◆ **What you need to do**: Count the lines in the entries below that contain the string "woman", treating uppercase and lowercase as different, and reply with only that number.

___ Dataset entries

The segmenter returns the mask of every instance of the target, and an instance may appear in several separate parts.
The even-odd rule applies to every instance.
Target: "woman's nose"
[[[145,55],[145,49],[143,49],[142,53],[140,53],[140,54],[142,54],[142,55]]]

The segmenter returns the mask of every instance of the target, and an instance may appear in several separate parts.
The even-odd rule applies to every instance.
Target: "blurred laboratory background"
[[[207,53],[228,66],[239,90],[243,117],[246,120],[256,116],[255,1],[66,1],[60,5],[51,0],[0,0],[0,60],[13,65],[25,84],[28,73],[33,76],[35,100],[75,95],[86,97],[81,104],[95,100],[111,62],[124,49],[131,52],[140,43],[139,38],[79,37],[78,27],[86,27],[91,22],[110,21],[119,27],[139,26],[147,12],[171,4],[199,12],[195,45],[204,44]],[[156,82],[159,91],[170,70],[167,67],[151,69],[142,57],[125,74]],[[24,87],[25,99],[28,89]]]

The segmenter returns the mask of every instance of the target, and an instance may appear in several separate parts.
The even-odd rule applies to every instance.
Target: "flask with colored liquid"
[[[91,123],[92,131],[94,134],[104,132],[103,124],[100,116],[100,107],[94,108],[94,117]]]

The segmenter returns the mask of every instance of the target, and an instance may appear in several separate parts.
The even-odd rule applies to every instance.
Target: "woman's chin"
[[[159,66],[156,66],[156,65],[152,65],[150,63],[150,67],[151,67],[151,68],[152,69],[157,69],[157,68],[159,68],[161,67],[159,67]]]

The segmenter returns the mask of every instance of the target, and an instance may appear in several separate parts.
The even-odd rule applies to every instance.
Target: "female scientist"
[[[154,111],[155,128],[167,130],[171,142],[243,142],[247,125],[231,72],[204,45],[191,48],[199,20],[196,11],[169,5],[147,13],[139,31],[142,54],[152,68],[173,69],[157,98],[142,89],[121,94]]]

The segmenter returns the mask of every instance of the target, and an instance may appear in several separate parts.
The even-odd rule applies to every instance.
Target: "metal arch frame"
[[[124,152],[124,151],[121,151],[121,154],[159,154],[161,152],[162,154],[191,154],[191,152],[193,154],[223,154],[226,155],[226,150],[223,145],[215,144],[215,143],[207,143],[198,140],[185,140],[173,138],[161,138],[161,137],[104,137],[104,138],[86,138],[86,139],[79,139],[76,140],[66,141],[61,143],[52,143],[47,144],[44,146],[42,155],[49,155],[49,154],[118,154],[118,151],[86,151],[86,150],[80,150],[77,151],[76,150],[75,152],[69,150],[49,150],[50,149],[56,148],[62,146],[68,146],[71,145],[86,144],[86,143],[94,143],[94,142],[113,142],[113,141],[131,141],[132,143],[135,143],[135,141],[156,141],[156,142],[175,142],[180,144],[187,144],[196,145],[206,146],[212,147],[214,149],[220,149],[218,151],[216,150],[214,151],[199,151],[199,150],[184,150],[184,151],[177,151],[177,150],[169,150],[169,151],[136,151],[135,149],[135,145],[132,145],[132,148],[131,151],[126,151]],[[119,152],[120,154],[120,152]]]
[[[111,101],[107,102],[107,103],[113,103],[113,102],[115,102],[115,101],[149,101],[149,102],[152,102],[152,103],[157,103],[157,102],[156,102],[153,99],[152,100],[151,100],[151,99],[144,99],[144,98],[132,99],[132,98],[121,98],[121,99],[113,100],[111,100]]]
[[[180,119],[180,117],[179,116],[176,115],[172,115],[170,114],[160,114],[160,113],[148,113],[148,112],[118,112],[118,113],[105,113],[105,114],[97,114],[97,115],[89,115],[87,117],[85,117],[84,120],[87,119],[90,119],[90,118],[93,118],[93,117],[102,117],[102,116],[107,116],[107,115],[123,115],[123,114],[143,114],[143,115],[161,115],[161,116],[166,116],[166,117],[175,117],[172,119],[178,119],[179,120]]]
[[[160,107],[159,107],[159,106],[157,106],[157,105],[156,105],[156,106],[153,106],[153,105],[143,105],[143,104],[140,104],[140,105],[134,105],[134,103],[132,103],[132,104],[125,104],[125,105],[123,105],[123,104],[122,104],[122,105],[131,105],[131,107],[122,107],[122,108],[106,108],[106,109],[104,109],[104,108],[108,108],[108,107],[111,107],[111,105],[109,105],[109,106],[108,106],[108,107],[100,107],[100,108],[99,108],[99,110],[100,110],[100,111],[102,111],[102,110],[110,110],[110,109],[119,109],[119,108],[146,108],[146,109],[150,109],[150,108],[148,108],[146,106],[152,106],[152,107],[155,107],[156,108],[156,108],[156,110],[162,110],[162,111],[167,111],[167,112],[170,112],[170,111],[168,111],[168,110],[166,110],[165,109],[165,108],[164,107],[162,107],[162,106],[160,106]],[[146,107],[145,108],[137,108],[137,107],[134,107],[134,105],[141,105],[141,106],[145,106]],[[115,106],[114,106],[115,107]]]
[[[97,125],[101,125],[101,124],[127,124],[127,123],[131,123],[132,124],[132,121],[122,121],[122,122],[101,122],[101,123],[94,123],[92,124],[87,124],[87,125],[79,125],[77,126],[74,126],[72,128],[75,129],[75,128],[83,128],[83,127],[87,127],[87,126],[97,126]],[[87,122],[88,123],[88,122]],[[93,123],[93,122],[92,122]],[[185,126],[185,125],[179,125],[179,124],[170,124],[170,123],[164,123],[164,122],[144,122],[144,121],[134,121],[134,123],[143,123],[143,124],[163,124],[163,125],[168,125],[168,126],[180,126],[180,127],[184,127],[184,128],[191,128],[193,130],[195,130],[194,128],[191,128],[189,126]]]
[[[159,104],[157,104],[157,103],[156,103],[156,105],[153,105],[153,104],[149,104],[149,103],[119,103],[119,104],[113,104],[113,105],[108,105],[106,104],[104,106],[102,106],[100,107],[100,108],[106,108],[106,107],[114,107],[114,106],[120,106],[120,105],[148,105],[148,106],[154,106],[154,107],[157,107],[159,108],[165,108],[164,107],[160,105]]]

______

◆ **Solution for this exercise**: 2